→ **Short task**: Your task is to extract every line from the material below exactly.
** begin Supplied records **
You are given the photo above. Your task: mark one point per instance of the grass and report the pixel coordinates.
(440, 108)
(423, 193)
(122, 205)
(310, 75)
** end Supplied records **
→ **Task output**:
You are given the photo above. Your task: mark one point per instance of the grass and report the pixel coordinates.
(440, 108)
(423, 193)
(122, 205)
(310, 75)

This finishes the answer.